#### [Task objective]
Set down every record once more, exactly as given.

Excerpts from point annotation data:
'''

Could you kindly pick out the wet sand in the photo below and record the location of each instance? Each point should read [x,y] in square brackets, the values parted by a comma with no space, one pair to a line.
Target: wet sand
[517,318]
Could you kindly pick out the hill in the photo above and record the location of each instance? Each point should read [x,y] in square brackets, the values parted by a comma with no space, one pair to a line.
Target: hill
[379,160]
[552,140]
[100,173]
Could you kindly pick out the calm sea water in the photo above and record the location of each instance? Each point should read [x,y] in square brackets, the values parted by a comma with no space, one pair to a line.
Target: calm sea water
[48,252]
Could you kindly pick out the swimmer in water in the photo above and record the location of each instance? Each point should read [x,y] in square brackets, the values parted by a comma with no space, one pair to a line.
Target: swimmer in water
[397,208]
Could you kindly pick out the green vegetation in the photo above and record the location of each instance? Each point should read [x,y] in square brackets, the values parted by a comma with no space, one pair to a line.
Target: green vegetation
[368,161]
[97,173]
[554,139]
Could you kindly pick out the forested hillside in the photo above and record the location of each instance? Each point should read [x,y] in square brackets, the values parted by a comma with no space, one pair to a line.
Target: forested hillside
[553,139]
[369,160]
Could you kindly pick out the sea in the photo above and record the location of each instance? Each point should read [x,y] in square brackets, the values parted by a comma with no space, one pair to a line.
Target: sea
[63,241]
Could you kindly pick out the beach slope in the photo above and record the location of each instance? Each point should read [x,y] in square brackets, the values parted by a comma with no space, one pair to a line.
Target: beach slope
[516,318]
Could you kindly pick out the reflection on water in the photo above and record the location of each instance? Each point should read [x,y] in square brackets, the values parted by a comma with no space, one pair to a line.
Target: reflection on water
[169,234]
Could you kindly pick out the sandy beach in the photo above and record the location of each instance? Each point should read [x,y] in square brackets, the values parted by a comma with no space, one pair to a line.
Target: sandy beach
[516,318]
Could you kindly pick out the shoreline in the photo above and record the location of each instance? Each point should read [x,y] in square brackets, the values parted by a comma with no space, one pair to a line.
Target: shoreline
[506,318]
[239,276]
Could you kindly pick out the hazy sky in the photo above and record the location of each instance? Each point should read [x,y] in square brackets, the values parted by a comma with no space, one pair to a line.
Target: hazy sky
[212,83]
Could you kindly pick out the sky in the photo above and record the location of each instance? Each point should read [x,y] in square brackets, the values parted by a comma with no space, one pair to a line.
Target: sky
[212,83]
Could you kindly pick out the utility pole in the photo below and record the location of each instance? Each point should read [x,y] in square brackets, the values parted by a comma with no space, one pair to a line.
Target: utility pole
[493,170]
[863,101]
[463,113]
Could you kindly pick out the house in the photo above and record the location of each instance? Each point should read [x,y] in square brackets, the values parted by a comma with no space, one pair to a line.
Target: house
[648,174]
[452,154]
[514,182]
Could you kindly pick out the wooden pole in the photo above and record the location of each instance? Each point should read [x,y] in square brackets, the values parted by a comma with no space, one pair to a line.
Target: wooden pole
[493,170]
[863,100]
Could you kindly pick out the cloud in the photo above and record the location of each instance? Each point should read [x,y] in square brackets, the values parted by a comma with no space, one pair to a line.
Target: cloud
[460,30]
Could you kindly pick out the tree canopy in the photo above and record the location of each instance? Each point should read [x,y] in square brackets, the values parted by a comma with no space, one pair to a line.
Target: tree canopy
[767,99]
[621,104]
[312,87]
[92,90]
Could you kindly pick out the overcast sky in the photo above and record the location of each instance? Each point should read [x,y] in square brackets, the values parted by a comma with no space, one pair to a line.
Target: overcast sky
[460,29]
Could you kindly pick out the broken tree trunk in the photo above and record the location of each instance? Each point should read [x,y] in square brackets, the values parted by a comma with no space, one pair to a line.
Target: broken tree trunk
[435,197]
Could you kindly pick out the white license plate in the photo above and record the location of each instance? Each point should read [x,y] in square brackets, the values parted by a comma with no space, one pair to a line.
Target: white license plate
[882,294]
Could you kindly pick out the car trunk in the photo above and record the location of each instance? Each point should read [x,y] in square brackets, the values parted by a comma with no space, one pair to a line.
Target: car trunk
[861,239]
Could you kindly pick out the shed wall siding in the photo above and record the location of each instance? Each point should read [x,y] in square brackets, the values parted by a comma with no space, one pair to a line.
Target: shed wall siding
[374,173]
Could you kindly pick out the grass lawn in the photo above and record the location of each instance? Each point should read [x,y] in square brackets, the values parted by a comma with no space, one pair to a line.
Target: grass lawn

'''

#### [Answer in full]
Could you kindly pick out the wet sand in the photo below and record the location of each instance? Each point should read [x,y] in square brackets, the values parted by a comma with no space, one pair to a line.
Target: wet sand
[517,318]
Could you kindly pick out the hill in the photo above and record the location of each instance? Each point should read [x,y] in square brackets, the values parted by a comma with no space, one pair to a line.
Target: hill
[379,160]
[552,140]
[100,173]
Could you kindly pick out the calm sea water in the photo above and record the location of each instance? Each point should read [x,y] in square brackets, the values parted by a comma with no space, one pair to a line.
Target: calm sea water
[48,252]
Could you kindly pick out the swimmer in water in the photo above and record the location of each instance? Each point should read [x,y] in square brackets, the values parted by a comma with no space, one pair to a line.
Target: swimmer in water
[397,208]
Could you kindly pick out the green vegetation in the photo above and record the location of each instance? Each point should read [x,y] in square brackets, the values parted by a comma with no space, one pair to a line.
Target: green vegetation
[368,161]
[97,173]
[554,139]
Could you kindly pick out the forested hillside in the photo above and record the location of each instance? Each point should read [x,y] in square brackets, the values parted by a comma with no space, one pair to a line.
Target: forested hillside
[553,139]
[369,160]
Could you kindly pick out the sea in the photo above and record the location of each instance? Each point should read [x,y] in square brackets, the values parted by a comma with no space, one pair to a line.
Target: sea
[63,241]
Could you kindly pick out the beach slope in the photo above and record the location of each instance? Each point should read [x,y] in square brackets, the values parted by a comma with no space, one pair to a line.
Target: beach slope
[516,318]
Could you kindly pick out the reflection on water in the photo above and record the location of each instance? Each point should read [x,y] in square brackets, the values parted by a comma with no space, one pair to a line.
Target: reflection on water
[169,234]
Could you kindly pick out the sandy beach in the photo above and record the location of each instance? Each point should read [x,y] in square brackets, the values parted by a comma with no space, one pair to a line.
Target: sandy beach
[516,318]
Could you kindly pick out the shoreline in the photo above and record the location of each instance? Each point should read [x,y] in square brackets, the values parted by a comma with no space, one pair to a line.
Target: shoreline
[506,318]
[239,276]
Could you kindly pick out the hazy sky in the photo above and record the location of each instance? Each point should read [x,y] in square brackets, the values parted by a comma with no space, one pair to a line.
Target: hazy sky
[212,83]
Could you kindly pick out the sky in the photo above and record the location of each instance? Each point should read [x,y] in square brackets, the values parted by a comma with no space, one pair to a line.
Target: sky
[212,83]
Could you kindly pick out the utility pole in the photo below and record the location of each instance? Each point should read [x,y] in square brackets, the values parted by a comma with no space, one pair to a line.
Target: utility pole
[493,170]
[863,101]
[463,113]
Could you kindly pick out the house in the photo above and record the location of each instance? Each point should read [x,y] in square brackets, the values parted by a comma with no space, one pair to a line.
Target: house
[648,174]
[452,154]
[514,182]
Could you kindly pick out the wooden pole in the photo above and record the location of each instance? Each point should read [x,y] in square brackets, the values parted by a comma with no space, one pair to a line.
Target: wooden pole
[493,170]
[863,100]
Could you kindly pick out the cloud in the photo above and record the location of each instance? Each point should read [x,y] in square brackets, the values parted by a comma with no space, one pair to a line.
Target: cloud
[460,30]
Could you kindly pick out the tree canopy in the photo above and record the location of each instance? Each point should read [x,y] in square brackets, the values parted by a comma with no space, one pair to a line.
Target: tree canopy
[767,99]
[621,104]
[312,87]
[92,90]
Could you kindly pick out the overcast sky in the photo above and record the location of each instance? Each point should read [x,y] in square brackets, the values parted by a comma with no space, one pair to a line.
Target: overcast sky
[460,29]
Could you kindly pick out the broken tree trunk in the photo above and record the location of each instance? Each point should read [x,y] in square brackets, the values parted by a comma with no space, one pair to a line.
Target: broken tree trunk
[435,197]
Could you kindly pick out the white license plate in the photo above and record the location of each instance? Each point should read [x,y] in square brackets, the values parted by a comma with no space, one pair to a line.
Target: white license plate
[882,294]
Could you kindly pick out the car trunk in the photo above and record the location of each instance? Each point should read [x,y] in square brackets, the values parted by a comma with no space, one pair to a line.
Target: car trunk
[861,239]
Could you kindly pick out the shed wall siding in the photo above and record the location of each instance? Each point should read [x,y] in square brackets, the values parted by a comma with no space, one pair to a line.
Target: shed wall siding
[374,173]
Could you kindly pick out the grass lawn in the photo above and record the location of each instance? Each point should read [x,y] in square brackets, the values parted by a comma with no space, one pair to a line.
Target: grass lawn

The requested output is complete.